** GIVEN PROBLEM A **
According to the text on space habitats, how long are the migrations that some birds undertake?
** GIVEN PROBLEM B **
From the text on space habitats, reproduce word for word the passage that opens with the words containing "## SmallZoo" and closes with "size habitat system.".

** TEXT EXTRACT **
** BEGIN **

After testing and refining are done, and you have desired combination you like, you clone that setup to actual exposition. And in that clone setup, ordinary visitors are allowed. If intended or not, they will destroy that composition, you have the backup, and probably a new interesting or not composition.

## SmallZoo

Sub habitats are sources of creatures for your captivity content. For those you know is safe to keep that way. At least you will have more control over the level of danger you wish to have.

## As a result

A bunch of space habitats, probably hundreds and more per planet, to store and work with. And some exposure habitats.

One 100km diameter habitat, offers plenty of space to clone most of the possible ecosystem regions, but if you need it could be done planet size (by size, but not by mass) As example, some birds travel 12000 km migrations and that travel and distance are important for their species, so you may expect such need like planet size habitat system.

** END **

** EXTRACTED MATERIAL **
** BEGIN **

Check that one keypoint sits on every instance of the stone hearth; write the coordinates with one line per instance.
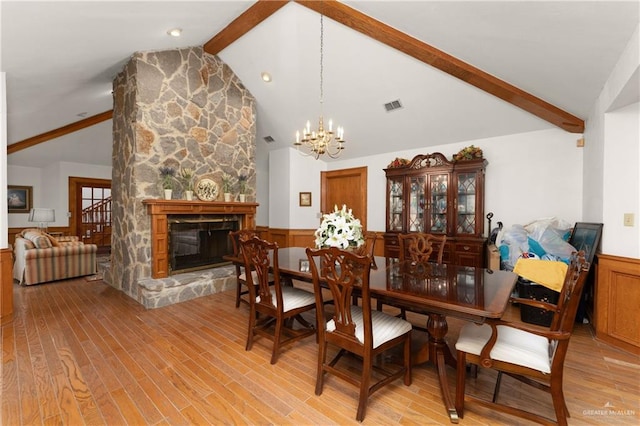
(176, 108)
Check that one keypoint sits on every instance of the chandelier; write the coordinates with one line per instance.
(321, 141)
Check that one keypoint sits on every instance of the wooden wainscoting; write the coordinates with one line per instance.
(617, 297)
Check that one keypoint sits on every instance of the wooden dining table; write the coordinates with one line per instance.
(436, 290)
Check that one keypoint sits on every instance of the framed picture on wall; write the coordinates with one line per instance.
(19, 198)
(305, 199)
(586, 236)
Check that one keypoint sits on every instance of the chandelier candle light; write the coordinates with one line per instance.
(321, 141)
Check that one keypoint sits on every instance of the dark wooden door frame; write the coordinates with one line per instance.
(74, 183)
(361, 174)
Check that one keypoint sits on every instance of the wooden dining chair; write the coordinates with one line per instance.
(356, 330)
(273, 308)
(530, 354)
(418, 247)
(370, 239)
(241, 278)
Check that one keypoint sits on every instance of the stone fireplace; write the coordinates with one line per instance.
(179, 108)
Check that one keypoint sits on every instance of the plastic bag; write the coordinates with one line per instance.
(512, 244)
(550, 234)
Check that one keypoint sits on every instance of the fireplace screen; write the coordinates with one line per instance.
(199, 243)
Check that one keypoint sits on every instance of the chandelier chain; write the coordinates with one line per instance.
(323, 141)
(321, 60)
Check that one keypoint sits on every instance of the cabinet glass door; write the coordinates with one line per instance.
(438, 188)
(395, 206)
(466, 203)
(416, 204)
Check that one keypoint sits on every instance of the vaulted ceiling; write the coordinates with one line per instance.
(461, 70)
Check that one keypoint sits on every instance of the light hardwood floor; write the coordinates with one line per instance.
(80, 352)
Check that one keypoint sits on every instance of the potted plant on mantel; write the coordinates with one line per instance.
(227, 184)
(186, 174)
(167, 177)
(242, 187)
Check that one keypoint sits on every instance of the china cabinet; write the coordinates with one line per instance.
(433, 195)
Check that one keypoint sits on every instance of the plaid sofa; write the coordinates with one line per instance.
(40, 257)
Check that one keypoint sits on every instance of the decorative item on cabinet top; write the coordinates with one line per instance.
(469, 153)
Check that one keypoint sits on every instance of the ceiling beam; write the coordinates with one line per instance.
(251, 17)
(445, 62)
(61, 131)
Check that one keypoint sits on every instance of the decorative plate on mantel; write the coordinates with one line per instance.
(206, 190)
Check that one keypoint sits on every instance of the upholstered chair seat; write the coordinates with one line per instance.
(385, 327)
(512, 345)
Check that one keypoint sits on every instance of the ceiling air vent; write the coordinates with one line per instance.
(393, 105)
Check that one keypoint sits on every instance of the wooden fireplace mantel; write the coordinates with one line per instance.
(160, 209)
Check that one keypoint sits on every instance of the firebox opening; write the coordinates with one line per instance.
(199, 242)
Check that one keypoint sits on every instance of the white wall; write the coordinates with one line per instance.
(622, 180)
(289, 174)
(305, 177)
(262, 183)
(610, 151)
(279, 188)
(4, 222)
(529, 176)
(50, 187)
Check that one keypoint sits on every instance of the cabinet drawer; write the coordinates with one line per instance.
(468, 248)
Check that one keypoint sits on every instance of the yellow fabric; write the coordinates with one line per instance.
(548, 273)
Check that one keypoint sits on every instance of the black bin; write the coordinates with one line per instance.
(530, 290)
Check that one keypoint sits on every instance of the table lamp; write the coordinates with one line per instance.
(43, 217)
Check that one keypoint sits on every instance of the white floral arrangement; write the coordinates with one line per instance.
(339, 229)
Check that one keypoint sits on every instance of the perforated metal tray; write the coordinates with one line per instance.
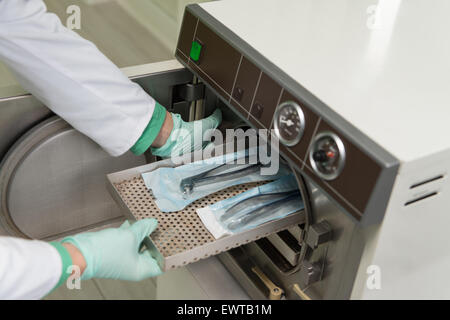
(181, 238)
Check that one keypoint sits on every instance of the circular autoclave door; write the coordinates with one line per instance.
(52, 182)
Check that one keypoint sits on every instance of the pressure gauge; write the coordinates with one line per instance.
(327, 155)
(289, 123)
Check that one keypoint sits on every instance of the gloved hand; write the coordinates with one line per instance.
(114, 253)
(185, 137)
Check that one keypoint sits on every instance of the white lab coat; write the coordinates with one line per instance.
(76, 81)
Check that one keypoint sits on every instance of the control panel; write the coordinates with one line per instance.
(260, 92)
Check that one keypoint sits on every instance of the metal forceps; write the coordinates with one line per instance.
(263, 211)
(218, 174)
(255, 201)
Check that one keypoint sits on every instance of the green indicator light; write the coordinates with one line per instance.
(196, 49)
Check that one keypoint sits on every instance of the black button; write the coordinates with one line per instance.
(257, 110)
(238, 94)
(320, 156)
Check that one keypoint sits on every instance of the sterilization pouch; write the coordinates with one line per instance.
(175, 188)
(252, 208)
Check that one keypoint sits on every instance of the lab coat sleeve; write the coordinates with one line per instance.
(71, 76)
(29, 269)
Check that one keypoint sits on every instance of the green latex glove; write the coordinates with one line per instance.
(114, 253)
(184, 138)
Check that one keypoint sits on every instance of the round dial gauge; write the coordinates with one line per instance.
(327, 155)
(289, 123)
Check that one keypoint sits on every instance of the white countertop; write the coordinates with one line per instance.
(389, 76)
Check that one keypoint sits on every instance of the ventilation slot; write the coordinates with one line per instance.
(426, 181)
(429, 195)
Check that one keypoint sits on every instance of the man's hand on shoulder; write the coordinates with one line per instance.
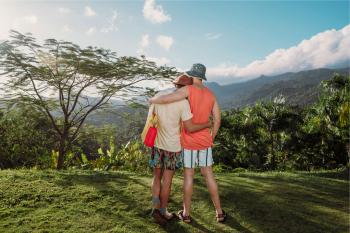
(178, 95)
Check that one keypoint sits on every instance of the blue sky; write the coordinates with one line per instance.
(236, 40)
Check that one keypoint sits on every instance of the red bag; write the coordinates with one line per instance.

** END **

** FINAL RESULT A **
Some birds travel 12000 km migrations.

** FINAL RESULT B **
## SmallZoo

Sub habitats are sources of creatures for your captivity content. For those you know is safe to keep that way. At least you will have more control over the level of danger you wish to have.

## As a result

A bunch of space habitats, probably hundreds and more per planet, to store and work with. And some exposure habitats.

One 100km diameter habitat, offers plenty of space to clone most of the possible ecosystem regions, but if you need it could be done planet size (by size, but not by mass) As example, some birds travel 12000 km migrations and that travel and distance are important for their species, so you may expect such need like planet size habitat system.